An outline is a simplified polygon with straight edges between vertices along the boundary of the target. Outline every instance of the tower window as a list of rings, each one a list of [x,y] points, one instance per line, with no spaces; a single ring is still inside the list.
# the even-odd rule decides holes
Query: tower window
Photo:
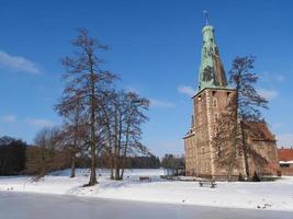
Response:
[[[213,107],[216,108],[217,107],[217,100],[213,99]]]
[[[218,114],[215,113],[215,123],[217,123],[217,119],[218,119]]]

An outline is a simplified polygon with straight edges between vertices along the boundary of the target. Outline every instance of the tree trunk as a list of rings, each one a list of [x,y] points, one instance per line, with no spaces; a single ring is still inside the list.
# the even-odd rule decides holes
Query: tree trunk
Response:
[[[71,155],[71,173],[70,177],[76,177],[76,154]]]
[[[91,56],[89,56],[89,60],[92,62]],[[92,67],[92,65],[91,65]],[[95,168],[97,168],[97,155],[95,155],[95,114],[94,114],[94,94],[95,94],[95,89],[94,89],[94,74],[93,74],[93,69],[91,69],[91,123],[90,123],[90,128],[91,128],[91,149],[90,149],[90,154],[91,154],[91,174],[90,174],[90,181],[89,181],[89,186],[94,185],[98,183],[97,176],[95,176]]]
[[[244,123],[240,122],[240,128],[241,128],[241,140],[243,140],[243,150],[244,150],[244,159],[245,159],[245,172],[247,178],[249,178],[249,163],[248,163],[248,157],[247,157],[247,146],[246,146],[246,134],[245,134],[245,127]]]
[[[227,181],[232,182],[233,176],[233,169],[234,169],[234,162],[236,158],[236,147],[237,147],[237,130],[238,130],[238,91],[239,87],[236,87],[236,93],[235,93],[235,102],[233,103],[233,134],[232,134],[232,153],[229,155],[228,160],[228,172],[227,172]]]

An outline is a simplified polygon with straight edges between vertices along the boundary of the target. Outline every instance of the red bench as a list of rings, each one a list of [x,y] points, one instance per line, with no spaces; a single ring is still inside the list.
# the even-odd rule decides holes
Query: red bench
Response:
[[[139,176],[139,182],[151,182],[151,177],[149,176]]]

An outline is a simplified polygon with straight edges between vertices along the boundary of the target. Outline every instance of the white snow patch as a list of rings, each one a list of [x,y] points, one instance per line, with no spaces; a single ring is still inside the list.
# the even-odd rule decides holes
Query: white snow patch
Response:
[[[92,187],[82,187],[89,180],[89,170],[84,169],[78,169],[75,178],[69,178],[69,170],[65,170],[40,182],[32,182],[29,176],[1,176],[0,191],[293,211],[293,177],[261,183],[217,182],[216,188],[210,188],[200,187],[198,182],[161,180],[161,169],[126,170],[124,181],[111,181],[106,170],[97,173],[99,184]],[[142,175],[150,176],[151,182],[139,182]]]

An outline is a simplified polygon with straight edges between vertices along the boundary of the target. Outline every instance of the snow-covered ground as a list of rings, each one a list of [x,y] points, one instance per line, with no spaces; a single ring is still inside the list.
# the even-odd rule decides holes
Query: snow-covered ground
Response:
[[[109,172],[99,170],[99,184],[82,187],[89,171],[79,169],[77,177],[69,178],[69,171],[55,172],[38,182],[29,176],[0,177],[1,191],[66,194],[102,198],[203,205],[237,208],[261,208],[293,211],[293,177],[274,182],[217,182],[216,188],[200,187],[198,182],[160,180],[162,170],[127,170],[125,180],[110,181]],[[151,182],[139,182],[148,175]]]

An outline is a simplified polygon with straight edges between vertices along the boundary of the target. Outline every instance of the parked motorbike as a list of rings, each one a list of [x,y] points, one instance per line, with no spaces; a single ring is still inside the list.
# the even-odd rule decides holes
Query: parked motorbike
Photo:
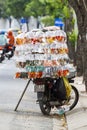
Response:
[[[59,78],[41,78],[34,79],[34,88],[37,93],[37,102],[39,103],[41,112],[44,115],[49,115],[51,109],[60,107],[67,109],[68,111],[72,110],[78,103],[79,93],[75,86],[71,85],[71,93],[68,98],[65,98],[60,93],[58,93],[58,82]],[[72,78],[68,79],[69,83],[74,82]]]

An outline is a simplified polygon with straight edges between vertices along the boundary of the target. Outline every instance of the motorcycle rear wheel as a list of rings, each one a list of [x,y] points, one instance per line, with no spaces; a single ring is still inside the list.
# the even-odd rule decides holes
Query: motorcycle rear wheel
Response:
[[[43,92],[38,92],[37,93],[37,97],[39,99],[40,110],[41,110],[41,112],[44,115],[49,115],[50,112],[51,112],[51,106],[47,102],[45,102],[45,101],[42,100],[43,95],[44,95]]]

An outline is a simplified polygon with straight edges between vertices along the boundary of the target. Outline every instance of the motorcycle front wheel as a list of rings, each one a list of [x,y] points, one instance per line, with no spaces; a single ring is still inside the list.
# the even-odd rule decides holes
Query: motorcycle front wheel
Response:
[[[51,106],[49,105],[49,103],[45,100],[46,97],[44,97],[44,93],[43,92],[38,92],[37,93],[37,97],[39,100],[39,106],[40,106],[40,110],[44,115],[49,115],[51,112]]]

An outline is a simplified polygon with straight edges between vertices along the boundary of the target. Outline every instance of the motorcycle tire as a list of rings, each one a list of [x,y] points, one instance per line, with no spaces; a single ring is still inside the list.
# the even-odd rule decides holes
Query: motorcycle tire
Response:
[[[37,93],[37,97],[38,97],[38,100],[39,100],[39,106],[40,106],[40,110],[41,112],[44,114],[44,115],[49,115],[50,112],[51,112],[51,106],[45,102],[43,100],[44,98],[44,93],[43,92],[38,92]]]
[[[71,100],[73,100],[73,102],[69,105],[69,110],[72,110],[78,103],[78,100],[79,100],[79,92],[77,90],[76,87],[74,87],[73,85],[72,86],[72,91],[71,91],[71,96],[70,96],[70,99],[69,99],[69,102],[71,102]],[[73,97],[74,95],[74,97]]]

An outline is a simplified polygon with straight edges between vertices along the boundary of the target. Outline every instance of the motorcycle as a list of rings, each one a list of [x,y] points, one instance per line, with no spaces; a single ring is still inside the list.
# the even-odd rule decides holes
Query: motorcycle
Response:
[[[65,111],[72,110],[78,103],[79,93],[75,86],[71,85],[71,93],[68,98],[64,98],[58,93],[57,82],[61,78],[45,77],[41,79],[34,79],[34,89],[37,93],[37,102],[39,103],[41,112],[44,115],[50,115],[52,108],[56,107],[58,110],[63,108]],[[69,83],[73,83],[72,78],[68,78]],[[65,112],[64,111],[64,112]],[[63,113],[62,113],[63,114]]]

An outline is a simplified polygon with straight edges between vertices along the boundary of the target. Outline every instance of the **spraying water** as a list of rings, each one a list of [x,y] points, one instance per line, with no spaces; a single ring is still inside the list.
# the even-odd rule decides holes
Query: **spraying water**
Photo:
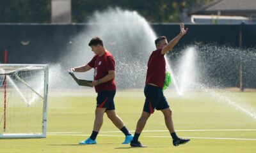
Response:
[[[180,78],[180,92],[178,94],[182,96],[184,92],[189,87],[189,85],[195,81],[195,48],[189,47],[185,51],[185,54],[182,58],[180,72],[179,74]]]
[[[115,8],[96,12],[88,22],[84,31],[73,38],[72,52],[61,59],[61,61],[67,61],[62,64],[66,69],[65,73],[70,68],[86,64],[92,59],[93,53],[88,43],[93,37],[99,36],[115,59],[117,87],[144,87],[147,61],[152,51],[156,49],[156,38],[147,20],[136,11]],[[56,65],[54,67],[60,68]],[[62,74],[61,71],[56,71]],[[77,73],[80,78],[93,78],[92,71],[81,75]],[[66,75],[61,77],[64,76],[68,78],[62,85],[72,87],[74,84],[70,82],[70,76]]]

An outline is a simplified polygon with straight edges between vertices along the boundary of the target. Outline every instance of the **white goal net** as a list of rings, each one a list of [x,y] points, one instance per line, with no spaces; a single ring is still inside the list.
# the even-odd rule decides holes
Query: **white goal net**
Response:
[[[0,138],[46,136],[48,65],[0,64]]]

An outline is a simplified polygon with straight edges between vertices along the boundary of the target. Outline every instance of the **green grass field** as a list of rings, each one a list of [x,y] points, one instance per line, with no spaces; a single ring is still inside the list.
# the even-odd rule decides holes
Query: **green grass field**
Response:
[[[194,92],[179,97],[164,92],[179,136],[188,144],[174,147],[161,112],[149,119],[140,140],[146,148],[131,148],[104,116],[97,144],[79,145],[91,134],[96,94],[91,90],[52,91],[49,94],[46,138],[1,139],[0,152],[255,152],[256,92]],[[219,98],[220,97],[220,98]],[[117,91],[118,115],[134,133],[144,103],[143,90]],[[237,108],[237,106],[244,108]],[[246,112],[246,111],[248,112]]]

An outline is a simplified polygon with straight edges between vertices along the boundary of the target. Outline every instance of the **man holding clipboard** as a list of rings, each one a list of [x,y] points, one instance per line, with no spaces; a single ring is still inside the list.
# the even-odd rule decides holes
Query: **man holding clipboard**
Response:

━━━━━━

**Given task:** Can you render every line, starting with the one that contains "of the **green" and going on through the end of the rows, as a JSON list of strings, one string per line, with blank lines left out?

**Result of this task:**
[
  "An outline is a simplified polygon with straight edges between vertices along the boundary of the target. Outline every instance of the **green grass field** as a list of rings, each one a list of [x,y] points, one instance per line, with no spaces; a single ring is still inside the list.",
  "# the even-odd rule decides holes",
  "Query: **green grass field**",
  "Response:",
  "[[[194,92],[179,97],[164,92],[179,136],[188,144],[174,147],[161,112],[149,119],[140,140],[146,148],[131,148],[104,116],[97,144],[79,145],[91,134],[96,94],[91,90],[52,91],[49,94],[46,138],[1,139],[0,152],[255,152],[256,92]],[[219,98],[220,97],[220,98]],[[117,91],[118,115],[134,133],[144,103],[143,90]],[[237,108],[237,106],[244,108]],[[246,112],[246,111],[248,112]]]",
  "An outline is a simplified polygon with straight edges between vertices along the boundary of the target. Outline every instance of the **man holding clipboard** as a list of rings, each one a list of [x,y] points, one instance per line, with no spaces; a single ring is still inside the list.",
  "# the even-odd rule decides holes",
  "Query: **man holding clipboard**",
  "Response:"
]